• [Provided entries]:
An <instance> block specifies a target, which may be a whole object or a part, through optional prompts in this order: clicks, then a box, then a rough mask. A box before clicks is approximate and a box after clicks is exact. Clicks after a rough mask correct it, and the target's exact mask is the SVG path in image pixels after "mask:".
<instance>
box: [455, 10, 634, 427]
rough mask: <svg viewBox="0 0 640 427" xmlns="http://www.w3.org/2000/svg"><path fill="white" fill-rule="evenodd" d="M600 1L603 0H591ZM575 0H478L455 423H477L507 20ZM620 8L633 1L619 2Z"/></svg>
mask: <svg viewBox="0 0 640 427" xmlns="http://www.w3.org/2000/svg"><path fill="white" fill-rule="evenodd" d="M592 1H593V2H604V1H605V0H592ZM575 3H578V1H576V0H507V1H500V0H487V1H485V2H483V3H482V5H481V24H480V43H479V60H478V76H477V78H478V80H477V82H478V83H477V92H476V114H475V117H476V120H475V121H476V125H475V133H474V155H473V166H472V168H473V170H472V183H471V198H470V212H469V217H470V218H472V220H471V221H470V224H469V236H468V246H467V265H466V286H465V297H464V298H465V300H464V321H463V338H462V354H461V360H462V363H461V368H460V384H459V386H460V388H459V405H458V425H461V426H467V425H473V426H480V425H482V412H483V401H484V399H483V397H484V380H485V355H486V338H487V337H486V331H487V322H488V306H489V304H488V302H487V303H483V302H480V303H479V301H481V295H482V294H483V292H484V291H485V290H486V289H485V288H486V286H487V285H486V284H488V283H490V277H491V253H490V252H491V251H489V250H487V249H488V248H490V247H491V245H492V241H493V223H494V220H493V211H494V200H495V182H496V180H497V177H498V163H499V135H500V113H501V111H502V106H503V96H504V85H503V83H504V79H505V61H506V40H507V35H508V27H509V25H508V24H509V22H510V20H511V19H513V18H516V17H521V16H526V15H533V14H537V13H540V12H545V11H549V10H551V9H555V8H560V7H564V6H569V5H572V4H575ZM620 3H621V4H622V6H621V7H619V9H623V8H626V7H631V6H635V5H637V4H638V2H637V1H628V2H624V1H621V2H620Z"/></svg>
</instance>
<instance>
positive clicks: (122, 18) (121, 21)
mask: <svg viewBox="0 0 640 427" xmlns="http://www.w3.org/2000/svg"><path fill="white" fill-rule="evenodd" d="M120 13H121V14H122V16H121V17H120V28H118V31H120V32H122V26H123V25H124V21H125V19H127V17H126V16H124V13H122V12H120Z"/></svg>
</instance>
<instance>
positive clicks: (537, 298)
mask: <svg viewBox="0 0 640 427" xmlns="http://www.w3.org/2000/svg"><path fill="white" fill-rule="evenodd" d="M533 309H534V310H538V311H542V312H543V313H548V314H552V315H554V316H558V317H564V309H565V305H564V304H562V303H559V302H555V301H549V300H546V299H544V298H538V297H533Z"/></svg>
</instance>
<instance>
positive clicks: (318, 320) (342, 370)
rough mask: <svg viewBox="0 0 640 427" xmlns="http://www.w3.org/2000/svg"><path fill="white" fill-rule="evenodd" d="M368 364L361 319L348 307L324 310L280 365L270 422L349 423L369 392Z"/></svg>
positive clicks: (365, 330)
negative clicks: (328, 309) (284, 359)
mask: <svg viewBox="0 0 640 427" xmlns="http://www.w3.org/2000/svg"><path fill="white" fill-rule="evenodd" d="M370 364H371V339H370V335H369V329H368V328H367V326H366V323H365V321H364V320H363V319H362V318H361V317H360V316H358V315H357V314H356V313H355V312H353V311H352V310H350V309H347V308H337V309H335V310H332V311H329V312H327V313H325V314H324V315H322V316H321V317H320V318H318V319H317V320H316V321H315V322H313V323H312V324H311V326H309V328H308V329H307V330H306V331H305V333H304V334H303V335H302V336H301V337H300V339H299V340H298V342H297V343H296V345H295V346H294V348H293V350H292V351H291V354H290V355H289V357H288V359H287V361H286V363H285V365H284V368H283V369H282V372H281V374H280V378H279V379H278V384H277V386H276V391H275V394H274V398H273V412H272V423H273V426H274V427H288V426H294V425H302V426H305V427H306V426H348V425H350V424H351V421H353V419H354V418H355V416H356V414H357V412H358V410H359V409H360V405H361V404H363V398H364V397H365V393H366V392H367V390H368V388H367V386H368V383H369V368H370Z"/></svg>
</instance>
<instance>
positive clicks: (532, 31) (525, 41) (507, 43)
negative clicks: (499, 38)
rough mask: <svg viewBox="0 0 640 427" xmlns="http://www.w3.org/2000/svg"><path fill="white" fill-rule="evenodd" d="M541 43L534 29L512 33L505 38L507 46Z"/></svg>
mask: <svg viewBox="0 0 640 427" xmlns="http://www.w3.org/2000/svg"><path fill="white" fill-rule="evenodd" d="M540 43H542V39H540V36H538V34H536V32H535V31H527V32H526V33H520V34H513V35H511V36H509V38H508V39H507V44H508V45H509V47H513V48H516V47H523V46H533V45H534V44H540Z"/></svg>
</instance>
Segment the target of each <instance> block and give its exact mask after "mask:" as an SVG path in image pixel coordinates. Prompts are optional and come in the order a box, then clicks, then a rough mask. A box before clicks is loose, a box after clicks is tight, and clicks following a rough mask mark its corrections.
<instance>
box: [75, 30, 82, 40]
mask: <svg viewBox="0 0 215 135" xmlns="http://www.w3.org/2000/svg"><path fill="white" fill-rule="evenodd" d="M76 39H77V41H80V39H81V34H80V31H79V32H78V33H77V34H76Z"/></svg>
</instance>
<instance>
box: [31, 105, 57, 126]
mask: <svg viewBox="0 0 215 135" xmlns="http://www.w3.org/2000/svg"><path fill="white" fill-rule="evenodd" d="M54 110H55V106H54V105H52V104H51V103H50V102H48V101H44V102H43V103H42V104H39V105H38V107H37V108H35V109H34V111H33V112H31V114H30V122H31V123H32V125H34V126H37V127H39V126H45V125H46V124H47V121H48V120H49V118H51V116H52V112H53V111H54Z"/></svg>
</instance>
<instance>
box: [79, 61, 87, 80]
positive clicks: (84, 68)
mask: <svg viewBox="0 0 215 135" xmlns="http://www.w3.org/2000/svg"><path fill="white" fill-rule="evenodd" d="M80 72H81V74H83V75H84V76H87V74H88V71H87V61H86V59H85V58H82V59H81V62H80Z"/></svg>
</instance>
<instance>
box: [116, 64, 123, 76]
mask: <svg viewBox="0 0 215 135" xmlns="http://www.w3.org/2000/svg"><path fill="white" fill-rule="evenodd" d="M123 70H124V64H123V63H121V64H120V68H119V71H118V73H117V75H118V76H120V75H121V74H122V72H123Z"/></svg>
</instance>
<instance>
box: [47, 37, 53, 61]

• [What you are asked to do]: Copy all of the material above verbatim, from start to finish.

• [Task output]:
An <instance> block specifies a target, which may be a whole object or a part, through optional prompts in this order: clicks, then a box, then a rough mask. A box before clicks is approximate and a box after clicks is exact. Clicks after a rough mask correct it, and the target's exact mask is the SVG path in image pixels after "mask:".
<instance>
box: [455, 10, 634, 427]
rough mask: <svg viewBox="0 0 640 427" xmlns="http://www.w3.org/2000/svg"><path fill="white" fill-rule="evenodd" d="M600 1L603 0H591ZM575 0H478L455 423H477L507 20ZM620 8L633 1L619 2Z"/></svg>
mask: <svg viewBox="0 0 640 427" xmlns="http://www.w3.org/2000/svg"><path fill="white" fill-rule="evenodd" d="M592 1H593V2H604V1H605V0H592ZM575 3H578V1H576V0H507V1H500V0H487V1H485V2H483V3H482V5H481V24H480V43H479V60H478V76H477V78H478V80H477V82H478V83H477V92H476V114H475V117H476V120H475V121H476V125H475V133H474V155H473V166H472V168H473V170H472V183H471V198H470V212H469V217H470V218H472V220H471V221H470V224H469V236H468V246H467V265H466V286H465V297H464V298H465V300H464V321H463V338H462V354H461V360H462V363H461V368H460V384H459V386H460V388H459V405H458V425H461V426H467V425H473V426H480V425H482V412H483V401H484V399H483V397H484V380H485V355H486V338H487V337H486V331H487V322H488V306H489V304H488V302H487V303H483V302H480V303H479V301H481V295H482V294H483V292H484V291H485V290H486V289H485V288H486V286H487V285H486V284H488V283H490V277H491V253H490V252H491V251H489V250H487V249H488V248H490V247H491V245H492V241H493V223H494V220H493V211H494V200H495V182H496V180H497V177H498V163H499V135H500V113H501V111H502V106H503V96H504V85H503V83H504V79H505V61H506V40H507V35H508V27H509V25H508V24H509V22H510V20H511V19H513V18H516V17H521V16H526V15H533V14H537V13H540V12H545V11H549V10H551V9H555V8H560V7H564V6H569V5H572V4H575ZM620 3H621V4H622V6H621V7H619V9H623V8H626V7H631V6H635V5H637V4H638V2H637V1H628V2H624V1H621V2H620Z"/></svg>
</instance>
<instance>
positive clicks: (122, 18) (121, 21)
mask: <svg viewBox="0 0 640 427" xmlns="http://www.w3.org/2000/svg"><path fill="white" fill-rule="evenodd" d="M120 13H121V14H122V16H121V17H120V28H118V31H120V32H122V26H123V25H124V21H125V19H127V17H126V16H124V13H122V12H120Z"/></svg>
</instance>
<instance>
positive clicks: (537, 298)
mask: <svg viewBox="0 0 640 427" xmlns="http://www.w3.org/2000/svg"><path fill="white" fill-rule="evenodd" d="M533 309H534V310H538V311H542V312H543V313H548V314H552V315H554V316H558V317H564V309H565V305H564V304H562V303H559V302H555V301H549V300H546V299H544V298H538V297H533Z"/></svg>
</instance>
<instance>
positive clicks: (318, 320) (342, 370)
rough mask: <svg viewBox="0 0 640 427" xmlns="http://www.w3.org/2000/svg"><path fill="white" fill-rule="evenodd" d="M368 364L361 319L348 307L324 310L280 365L270 422L349 423L369 392Z"/></svg>
positive clicks: (365, 330)
negative clicks: (328, 309) (284, 359)
mask: <svg viewBox="0 0 640 427" xmlns="http://www.w3.org/2000/svg"><path fill="white" fill-rule="evenodd" d="M370 364H371V339H370V335H369V329H368V328H367V326H366V323H365V321H364V320H363V319H362V318H361V317H360V316H358V315H357V314H356V313H355V312H353V311H352V310H350V309H347V308H337V309H335V310H332V311H329V312H327V313H325V314H324V315H322V316H321V317H320V318H318V319H317V320H316V321H315V322H313V323H312V324H311V326H309V328H308V329H307V330H306V331H305V333H304V334H303V335H302V336H301V337H300V339H299V340H298V342H297V343H296V345H295V346H294V348H293V350H292V351H291V354H290V355H289V357H288V359H287V361H286V363H285V365H284V368H283V369H282V372H281V374H280V378H279V379H278V384H277V386H276V391H275V394H274V398H273V412H272V423H273V426H274V427H288V426H294V425H302V426H305V427H306V426H348V425H350V424H351V421H353V419H354V418H355V416H356V414H357V412H358V410H359V409H360V405H361V404H363V398H364V397H365V393H366V392H367V390H368V388H367V386H368V383H369V368H370Z"/></svg>
</instance>
<instance>
positive clicks: (532, 31) (525, 41) (507, 43)
negative clicks: (499, 38)
rough mask: <svg viewBox="0 0 640 427" xmlns="http://www.w3.org/2000/svg"><path fill="white" fill-rule="evenodd" d="M541 43L534 29L512 33L505 38L507 46Z"/></svg>
mask: <svg viewBox="0 0 640 427" xmlns="http://www.w3.org/2000/svg"><path fill="white" fill-rule="evenodd" d="M540 43H542V39H540V36H538V34H536V32H535V31H527V32H526V33H520V34H513V35H511V36H509V38H508V39H507V44H508V45H509V47H513V48H516V47H523V46H533V45H534V44H540Z"/></svg>
</instance>
Segment the target of each <instance> block and give its exact mask after "mask:" as an SVG path in image pixel coordinates. Prompts are optional and come in the order a box, then clicks, then a rough mask. A box before clicks is loose, a box after clicks is tight, and clicks following a rough mask mark its corrections.
<instance>
box: [75, 30, 82, 40]
mask: <svg viewBox="0 0 215 135" xmlns="http://www.w3.org/2000/svg"><path fill="white" fill-rule="evenodd" d="M76 39H77V41H80V39H81V34H80V31H79V32H78V33H77V34H76Z"/></svg>
</instance>
<instance>
box: [31, 105, 57, 126]
mask: <svg viewBox="0 0 215 135" xmlns="http://www.w3.org/2000/svg"><path fill="white" fill-rule="evenodd" d="M54 110H55V106H54V105H52V104H51V103H50V102H48V101H44V102H43V103H42V104H39V105H38V107H37V108H35V109H34V111H33V112H31V114H30V122H31V123H32V125H34V126H37V127H39V126H45V125H46V124H47V121H48V120H49V118H51V116H52V112H53V111H54Z"/></svg>
</instance>
<instance>
box: [79, 61, 87, 80]
positive clicks: (84, 68)
mask: <svg viewBox="0 0 215 135" xmlns="http://www.w3.org/2000/svg"><path fill="white" fill-rule="evenodd" d="M80 72H81V74H83V75H84V76H87V74H88V71H87V61H86V59H85V58H82V59H81V62H80Z"/></svg>
</instance>
<instance>
box: [116, 64, 123, 76]
mask: <svg viewBox="0 0 215 135" xmlns="http://www.w3.org/2000/svg"><path fill="white" fill-rule="evenodd" d="M123 70H124V64H123V63H121V64H120V68H119V71H118V73H117V75H118V76H120V75H121V74H122V72H123Z"/></svg>
</instance>
<instance>
box: [47, 37, 53, 61]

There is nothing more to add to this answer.